# Problem to solve
Write out each line beneath this one exactly as it reads.

— BEGIN Extracted data —

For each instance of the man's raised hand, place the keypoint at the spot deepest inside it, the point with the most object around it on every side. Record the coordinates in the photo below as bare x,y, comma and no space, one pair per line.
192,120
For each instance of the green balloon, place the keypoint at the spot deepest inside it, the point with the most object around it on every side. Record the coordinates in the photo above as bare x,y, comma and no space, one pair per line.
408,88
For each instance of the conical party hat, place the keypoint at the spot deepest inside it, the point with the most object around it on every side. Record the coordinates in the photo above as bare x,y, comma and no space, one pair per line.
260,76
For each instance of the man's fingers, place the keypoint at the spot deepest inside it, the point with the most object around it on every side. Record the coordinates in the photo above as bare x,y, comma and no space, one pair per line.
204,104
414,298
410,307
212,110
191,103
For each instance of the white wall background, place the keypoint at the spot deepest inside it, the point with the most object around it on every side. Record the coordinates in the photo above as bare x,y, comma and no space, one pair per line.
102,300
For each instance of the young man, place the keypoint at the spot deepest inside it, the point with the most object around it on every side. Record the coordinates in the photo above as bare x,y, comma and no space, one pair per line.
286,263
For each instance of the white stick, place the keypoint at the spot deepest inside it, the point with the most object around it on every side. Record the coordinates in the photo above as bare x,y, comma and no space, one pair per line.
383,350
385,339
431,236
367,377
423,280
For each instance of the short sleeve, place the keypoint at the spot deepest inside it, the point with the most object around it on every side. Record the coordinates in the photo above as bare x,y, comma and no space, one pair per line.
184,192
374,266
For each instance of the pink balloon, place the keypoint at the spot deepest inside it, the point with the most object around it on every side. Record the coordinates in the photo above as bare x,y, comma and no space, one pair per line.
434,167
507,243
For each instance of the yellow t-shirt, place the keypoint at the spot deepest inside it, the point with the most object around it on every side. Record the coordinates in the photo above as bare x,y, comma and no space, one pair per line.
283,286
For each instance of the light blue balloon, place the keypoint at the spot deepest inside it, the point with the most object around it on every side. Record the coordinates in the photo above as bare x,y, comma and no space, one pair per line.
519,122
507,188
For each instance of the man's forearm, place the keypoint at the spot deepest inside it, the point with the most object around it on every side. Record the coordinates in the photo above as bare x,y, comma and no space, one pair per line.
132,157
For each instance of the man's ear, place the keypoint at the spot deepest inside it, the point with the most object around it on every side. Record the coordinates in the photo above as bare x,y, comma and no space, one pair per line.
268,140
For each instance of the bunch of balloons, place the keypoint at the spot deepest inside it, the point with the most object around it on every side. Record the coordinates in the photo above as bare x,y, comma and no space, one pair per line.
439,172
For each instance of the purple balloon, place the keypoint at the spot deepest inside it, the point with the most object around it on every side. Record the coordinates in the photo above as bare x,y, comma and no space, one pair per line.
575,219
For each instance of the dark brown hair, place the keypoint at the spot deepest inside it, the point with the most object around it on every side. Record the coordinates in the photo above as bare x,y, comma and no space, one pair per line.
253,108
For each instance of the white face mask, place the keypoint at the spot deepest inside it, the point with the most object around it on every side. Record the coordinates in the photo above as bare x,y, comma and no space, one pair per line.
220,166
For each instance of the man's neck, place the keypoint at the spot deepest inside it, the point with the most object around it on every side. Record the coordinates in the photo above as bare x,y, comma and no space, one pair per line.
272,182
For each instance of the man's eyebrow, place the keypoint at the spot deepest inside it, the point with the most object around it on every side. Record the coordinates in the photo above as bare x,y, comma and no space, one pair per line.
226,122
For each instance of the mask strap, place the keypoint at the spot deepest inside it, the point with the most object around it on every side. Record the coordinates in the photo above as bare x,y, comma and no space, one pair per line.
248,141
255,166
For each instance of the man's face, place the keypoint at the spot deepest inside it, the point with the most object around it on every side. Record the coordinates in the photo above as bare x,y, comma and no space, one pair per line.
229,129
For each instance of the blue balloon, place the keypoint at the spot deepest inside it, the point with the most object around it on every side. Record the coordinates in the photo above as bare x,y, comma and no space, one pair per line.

— END Extracted data —

# Correct response
For each instance of the man's raised hand, place the keypoint at the spot deepest inside it, the point with the most object around it on every side. Record the coordinates in the photo below as bare x,y, comma and no space, one pair per line.
192,120
For each instance of the green balloon, place the keypoint at the spot deepest inside it, the point with the most object around it on every side. Record the coordinates in the photo above as bare x,y, comma and no space, one pair per line.
408,88
For each instance of the conical party hat, place the keypoint at the spot deepest inside it, the point with the most object around it on every side. Record the coordinates in the photo above as bare x,y, comma and no space, one pair per line.
260,76
For each instance of the man's fingers, place the keypoint at the spot deepest inside it, the point with the most object around it on every side. Record the coordinates in the photo above as bare x,y, comma and no space, one pair per line.
204,104
414,298
410,307
212,110
191,103
For each instance of the white wall background, place the keypoint at the spot deepest inside it, the point with the most object around it on every side. Record the coordinates in the photo above as bare x,y, comma and no space, one pair per line.
102,300
For each instance of the young man, place the keypoint at the spot deepest inside it, the point with the most object around it on every side. Record the coordinates in the photo above as bare x,y, comma and no space, one pair per line.
286,263
For each instance of the white stick, place the keypoint at the spot deepest inside it, the point with the most object around it on every side. Record the coordinates in the photo above as bare x,y, comma and no space, one pair per line.
383,350
385,339
431,236
367,377
423,280
For each instance of the short sleeve, place the keypoint at the spot deepest inside it, the point with the most object around it on every side. Record the coordinates in the photo above as bare x,y, comma and no space, one pair per line.
184,192
374,266
For each instance of the pink balloon, place the keypoint at the spot deepest inside it, the point with the most object around it on every side. Record the coordinates in the photo above as bare x,y, comma and no space, one pair per line.
434,167
507,243
For each instance of the yellow t-shirt, place the keypoint at the spot deepest inside it, the point with the most object around it on every side. Record the coordinates in the photo above as bare x,y, comma and no space, one pair per line.
283,286
For each instance of the light blue balloon, place the keypoint at the spot deepest inside it, the point with the most object around it on every side. Record the coordinates in the photo above as bare x,y, comma and no space, one pair per line.
519,122
507,188
For each instance of the man's forearm, place the keypoint at the spot deepest inside it, the point with the most object around it on every side. Record the coordinates in the photo above as bare x,y, comma and no space, one pair per line.
132,157
For each instance of the man's ear, place the keypoint at the spot deepest inside it, the point with the most object around it on every side. Record the coordinates in the photo above as bare x,y, comma and no space, one pair per line.
268,140
For each instance of the bunch of balloons, place the keypoint at the spot deepest inside it, the point with the most object around it on every side. Record the coordinates in the photo above as bare x,y, comma and no space, one pair per line.
439,172
For each instance of the purple balloon, place the keypoint at the spot deepest inside it, the point with the most object around it on every side. Record the coordinates in the photo above as bare x,y, comma and no space, one pair per line.
575,219
For each instance of the dark brown hair, place the keypoint at the spot deepest inside it, the point with the most object around it on every side. Record the coordinates in the photo above as bare x,y, comma and no space, one pair per line.
253,108
For each instance of the white face mask, place the keypoint at the spot deepest inside it, the point with the most object around it on every side. Record the coordinates in the photo above as bare x,y, comma and no space, one pair per line.
220,166
For each instance of the man's neck, place the keypoint at the spot deepest inside it, the point with the most object around it on every side. Record the coordinates in the photo above as bare x,y, comma and no space, one pair per line.
272,182
For each instance of the man's eyebrow, place the keypoint at the spot deepest inside it, the point with the most object around it on every side. Record the coordinates in the photo above as bare x,y, comma and no space, one pair per line.
226,122
For each instance of the mask strap, place the keypoint at the spot deepest inside it, the point with the most object around it on every side. Record the coordinates in the photo above as bare x,y, comma and no space, one pair per line.
248,141
255,166
For each instance of the man's face, place the keypoint at the spot deepest inside it, the point with the most object around it on every side. Record the coordinates in the photo above as bare x,y, comma and no space, one pair per line.
229,129
For each instance of the blue balloon, place the keypoint at the spot deepest inside it, the point with the most object around it on every side. Record the coordinates in the photo above as bare x,y, comma and no space, one pair per line.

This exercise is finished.